Chciałem kupić head i korzystajac z okazji, ze GC mialo na stronie "gwarancje najnizszej ceny" zglosilem sie do nich z linkiem do aukcji, gdzie inny sklep muzyczny sprzedawal na Allegro ten wzmacniacz taniej od GC i spytalem, czy dla stalego klienta zaproponuja w zwiazku z w/w gwarancja jakas korzystna cene. Odpowiedzi nie dostalem. Po dwóch dniach delikatnie ponowilem zapytanie i spytalem o powod braku odpowiedzi. Po kolejnych dwoch dniach otrzymalem odpowiedz, ze dystrybutor nie ma tych headow i ze beda za 2 tygodnie, podziękowałem, oraz dpisalem, ze zglosze sie za 2 tygodnie i tak tez zrobilem. Odpowiedzi nie otrzymalem do dzis, a po kilku dniach zamowilem w Thomannie
GC od jakiegos czasu ma nowego wlasciciela z tego co zauwazylem po danych do przelewów, wiec moze w tym tkwi zrodlo problemu, bo wczesniej obsługa byla wiecej niz wzorowa.

....

▶ POLECENIE
Jakie nazwy własne pojawiają się w tekście o zakupie wzmacniacza? Wymień wszystkie. Poniższy materiał stanowi osobną, niezależną całość.

▶ DOSTARCZONE DANE
....

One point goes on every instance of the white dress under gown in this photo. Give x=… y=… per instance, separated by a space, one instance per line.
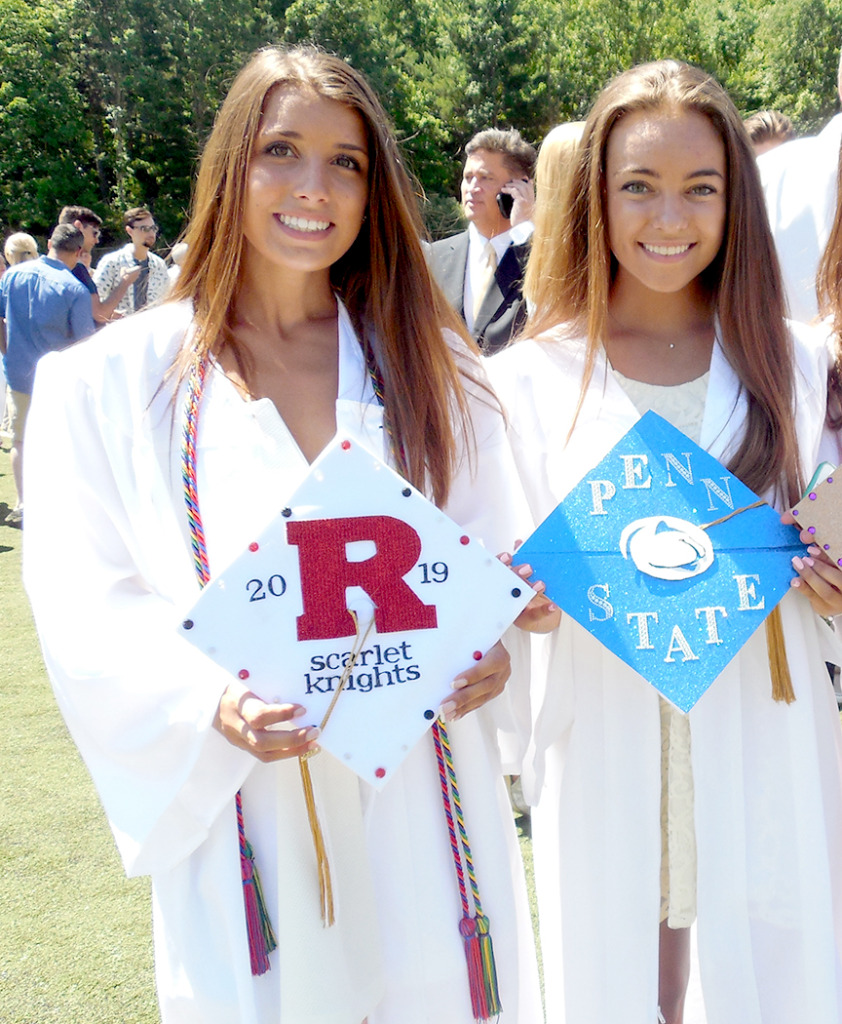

....

▶ WYKONANE ĆWICZENIE
GC, Allegro, Thomann